> [Task to carry out]: Copy the rows below word for word, starting at the line with "The locate routine indicates the open" and ending at the line with "x=371 y=576", including both of those lines.

--- BEGIN Extracted records ---

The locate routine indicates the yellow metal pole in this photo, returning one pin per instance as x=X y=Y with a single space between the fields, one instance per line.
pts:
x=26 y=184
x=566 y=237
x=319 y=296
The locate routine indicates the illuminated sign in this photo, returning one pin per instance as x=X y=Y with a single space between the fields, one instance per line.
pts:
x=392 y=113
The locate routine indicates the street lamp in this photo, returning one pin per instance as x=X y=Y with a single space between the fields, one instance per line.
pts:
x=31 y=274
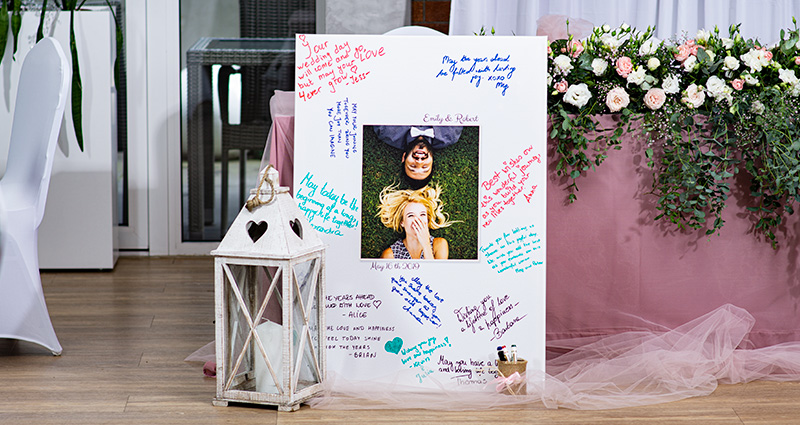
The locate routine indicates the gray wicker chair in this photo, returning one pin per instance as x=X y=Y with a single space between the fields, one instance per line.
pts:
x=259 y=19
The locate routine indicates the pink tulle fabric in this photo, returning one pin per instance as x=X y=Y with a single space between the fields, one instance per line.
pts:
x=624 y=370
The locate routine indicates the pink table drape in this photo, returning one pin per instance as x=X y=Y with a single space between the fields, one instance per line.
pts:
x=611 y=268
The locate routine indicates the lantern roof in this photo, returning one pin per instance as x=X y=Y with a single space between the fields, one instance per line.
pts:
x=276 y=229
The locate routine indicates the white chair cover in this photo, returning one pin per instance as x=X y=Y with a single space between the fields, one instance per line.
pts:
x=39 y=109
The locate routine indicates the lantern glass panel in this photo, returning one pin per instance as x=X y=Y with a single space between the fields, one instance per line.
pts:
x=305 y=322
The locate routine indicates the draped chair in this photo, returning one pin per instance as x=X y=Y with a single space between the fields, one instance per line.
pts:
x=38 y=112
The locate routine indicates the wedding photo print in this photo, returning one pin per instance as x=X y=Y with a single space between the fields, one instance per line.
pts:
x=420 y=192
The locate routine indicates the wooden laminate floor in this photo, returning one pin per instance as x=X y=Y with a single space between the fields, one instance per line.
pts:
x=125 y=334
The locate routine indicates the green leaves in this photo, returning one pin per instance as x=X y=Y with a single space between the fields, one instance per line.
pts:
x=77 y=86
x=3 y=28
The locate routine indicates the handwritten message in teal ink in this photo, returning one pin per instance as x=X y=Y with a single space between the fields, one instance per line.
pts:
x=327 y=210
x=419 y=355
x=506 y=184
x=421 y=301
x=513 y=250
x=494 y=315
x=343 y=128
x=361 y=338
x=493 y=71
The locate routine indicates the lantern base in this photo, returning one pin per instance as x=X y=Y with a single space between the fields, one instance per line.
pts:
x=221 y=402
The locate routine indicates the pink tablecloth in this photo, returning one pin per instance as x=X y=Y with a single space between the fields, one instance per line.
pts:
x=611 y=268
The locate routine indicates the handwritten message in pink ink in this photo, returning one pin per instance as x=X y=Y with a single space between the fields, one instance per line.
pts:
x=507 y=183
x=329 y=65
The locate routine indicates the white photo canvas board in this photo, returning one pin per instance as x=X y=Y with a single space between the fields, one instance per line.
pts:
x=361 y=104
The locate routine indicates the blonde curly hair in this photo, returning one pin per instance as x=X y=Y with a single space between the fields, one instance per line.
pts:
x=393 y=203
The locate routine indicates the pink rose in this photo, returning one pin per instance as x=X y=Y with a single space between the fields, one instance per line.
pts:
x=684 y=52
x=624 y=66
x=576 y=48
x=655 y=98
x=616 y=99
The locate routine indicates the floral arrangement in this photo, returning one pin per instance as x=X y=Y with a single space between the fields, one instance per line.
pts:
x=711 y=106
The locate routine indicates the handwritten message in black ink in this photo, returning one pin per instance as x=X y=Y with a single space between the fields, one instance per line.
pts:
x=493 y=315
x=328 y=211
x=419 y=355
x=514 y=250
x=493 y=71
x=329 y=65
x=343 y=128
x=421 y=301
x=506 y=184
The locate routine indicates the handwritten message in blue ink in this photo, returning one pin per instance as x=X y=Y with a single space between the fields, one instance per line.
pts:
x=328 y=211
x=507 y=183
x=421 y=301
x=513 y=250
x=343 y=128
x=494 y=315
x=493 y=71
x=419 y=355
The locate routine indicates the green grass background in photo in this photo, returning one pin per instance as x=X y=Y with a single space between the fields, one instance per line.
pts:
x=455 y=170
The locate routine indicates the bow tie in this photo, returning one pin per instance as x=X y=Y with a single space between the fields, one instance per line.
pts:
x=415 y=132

--- END Extracted records ---
--- BEGIN Extracted records ---

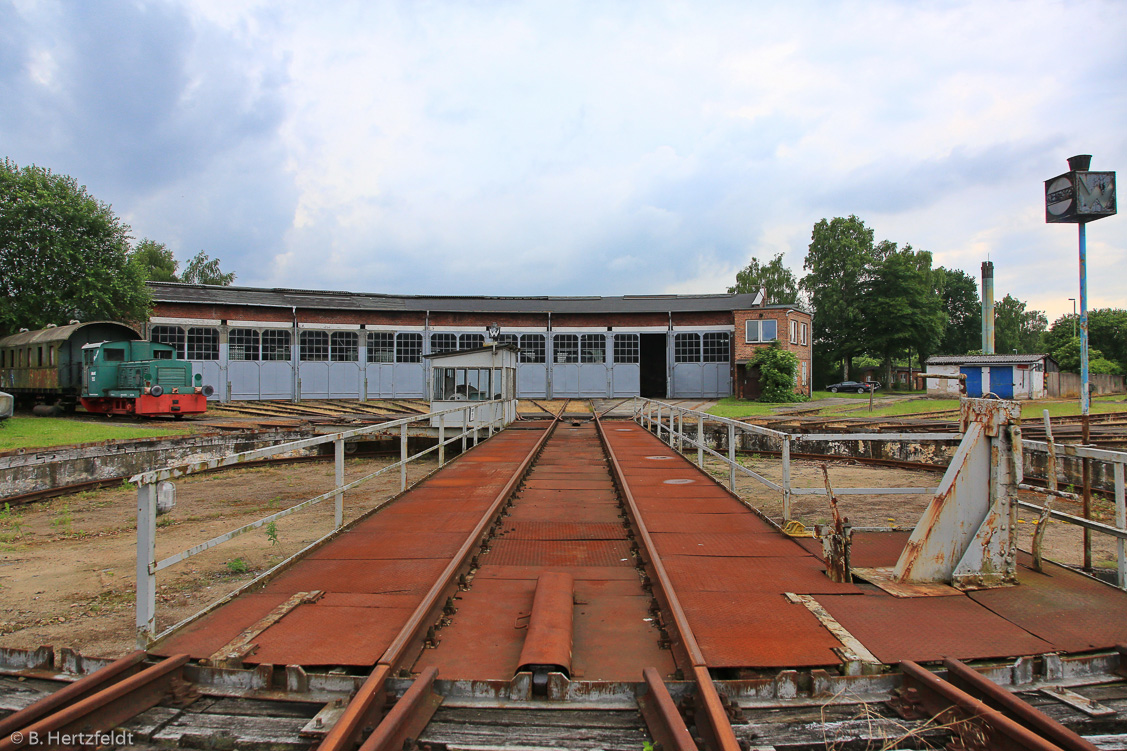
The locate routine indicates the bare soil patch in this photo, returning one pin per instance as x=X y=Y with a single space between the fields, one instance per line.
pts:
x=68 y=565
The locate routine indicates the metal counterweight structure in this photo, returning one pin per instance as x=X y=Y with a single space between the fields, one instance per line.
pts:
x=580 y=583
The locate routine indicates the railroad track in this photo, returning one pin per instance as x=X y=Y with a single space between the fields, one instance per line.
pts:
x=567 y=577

--- END Extracted records ---
--- BEGIN Extracted records ---

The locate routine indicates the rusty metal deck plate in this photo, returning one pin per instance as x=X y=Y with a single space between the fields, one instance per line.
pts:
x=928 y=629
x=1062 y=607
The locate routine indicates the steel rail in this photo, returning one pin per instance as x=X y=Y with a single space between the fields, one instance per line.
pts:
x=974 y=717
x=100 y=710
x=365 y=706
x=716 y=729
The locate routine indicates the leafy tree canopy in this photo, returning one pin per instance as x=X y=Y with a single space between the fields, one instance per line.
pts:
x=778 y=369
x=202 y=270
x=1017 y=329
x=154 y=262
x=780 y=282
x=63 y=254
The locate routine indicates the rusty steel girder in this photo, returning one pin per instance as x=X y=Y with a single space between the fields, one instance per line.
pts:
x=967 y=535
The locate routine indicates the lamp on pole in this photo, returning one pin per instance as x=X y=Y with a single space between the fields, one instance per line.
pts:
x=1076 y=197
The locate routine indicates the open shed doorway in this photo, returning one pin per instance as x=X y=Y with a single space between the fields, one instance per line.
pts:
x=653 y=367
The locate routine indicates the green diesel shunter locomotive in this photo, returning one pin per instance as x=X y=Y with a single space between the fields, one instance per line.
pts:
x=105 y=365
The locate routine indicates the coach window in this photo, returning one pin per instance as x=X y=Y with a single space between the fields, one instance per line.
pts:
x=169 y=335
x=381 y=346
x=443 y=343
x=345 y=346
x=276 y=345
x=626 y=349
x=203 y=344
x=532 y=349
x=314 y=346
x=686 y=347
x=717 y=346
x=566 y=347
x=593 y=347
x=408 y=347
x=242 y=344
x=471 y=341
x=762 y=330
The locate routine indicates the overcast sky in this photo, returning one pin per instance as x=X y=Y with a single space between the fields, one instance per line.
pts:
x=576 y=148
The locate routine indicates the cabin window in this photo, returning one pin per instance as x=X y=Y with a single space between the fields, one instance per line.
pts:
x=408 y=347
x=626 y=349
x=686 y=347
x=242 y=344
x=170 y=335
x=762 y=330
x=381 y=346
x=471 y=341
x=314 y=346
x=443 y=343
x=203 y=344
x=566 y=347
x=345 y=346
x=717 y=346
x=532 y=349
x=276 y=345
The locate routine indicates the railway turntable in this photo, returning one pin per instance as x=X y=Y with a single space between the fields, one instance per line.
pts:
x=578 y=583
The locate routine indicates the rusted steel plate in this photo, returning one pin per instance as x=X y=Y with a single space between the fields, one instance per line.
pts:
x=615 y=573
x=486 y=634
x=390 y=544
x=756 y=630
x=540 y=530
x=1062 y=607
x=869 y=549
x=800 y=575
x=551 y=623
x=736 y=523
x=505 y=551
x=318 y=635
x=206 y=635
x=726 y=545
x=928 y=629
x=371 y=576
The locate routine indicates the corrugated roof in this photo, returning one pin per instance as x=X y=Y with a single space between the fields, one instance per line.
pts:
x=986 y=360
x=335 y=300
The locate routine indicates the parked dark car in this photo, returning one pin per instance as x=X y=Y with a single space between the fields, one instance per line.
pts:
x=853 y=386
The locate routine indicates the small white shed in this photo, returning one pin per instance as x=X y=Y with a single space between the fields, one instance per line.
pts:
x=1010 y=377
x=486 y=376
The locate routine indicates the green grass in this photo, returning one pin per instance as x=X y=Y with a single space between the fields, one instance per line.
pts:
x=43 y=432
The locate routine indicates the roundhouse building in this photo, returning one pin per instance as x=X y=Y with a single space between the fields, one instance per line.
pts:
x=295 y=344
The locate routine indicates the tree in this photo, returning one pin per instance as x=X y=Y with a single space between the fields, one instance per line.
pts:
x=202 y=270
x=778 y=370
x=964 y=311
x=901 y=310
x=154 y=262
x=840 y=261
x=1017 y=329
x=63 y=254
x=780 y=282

--- END Extracted records ---

> [Written solution]:
The locate routine indicates the open shed doorway in this photo, returning one pin per instance as x=X y=Y with a single space between the fields, one instance per line.
pts:
x=653 y=367
The locate routine indicates the green diesel shunter locomotive in this photo, returning one pin per instance as x=X y=Y with a single space between the fields, one instance per line.
pts:
x=105 y=365
The locate routine indicates the coach window in this photo, returning one pin per instance as x=X y=Y with a single space between the fields, one instance per line.
pts:
x=169 y=335
x=381 y=346
x=443 y=343
x=345 y=346
x=276 y=345
x=626 y=349
x=203 y=344
x=532 y=349
x=314 y=346
x=686 y=347
x=717 y=346
x=566 y=347
x=593 y=347
x=408 y=347
x=242 y=344
x=471 y=341
x=762 y=330
The locate routine indicates the overcast sky in this photo, returning one pin per instance as x=X y=Y with a single space between the fields, one instance per line.
pts:
x=576 y=148
The locate routine indicates the cabin window in this photo, returning one pin per instance as x=X y=Y with a single space between the fields, one instance per line.
pts:
x=408 y=347
x=626 y=349
x=686 y=347
x=242 y=344
x=170 y=335
x=762 y=330
x=381 y=346
x=471 y=341
x=314 y=346
x=443 y=343
x=203 y=344
x=566 y=347
x=345 y=346
x=717 y=346
x=532 y=349
x=276 y=345
The locate routine indicates the railway turntable in this photo, returning one pin per instance as x=X y=Y with a single space between the fields, one instance per line.
pts:
x=578 y=583
The locate routine indicates the rusted steel plate in this photo, returning one pin per instance as x=X y=Y with a single space between the fields, one instance per line.
pts:
x=615 y=573
x=486 y=634
x=390 y=544
x=756 y=630
x=540 y=530
x=1062 y=607
x=869 y=549
x=800 y=575
x=551 y=623
x=736 y=523
x=505 y=551
x=318 y=635
x=206 y=635
x=726 y=545
x=928 y=629
x=371 y=576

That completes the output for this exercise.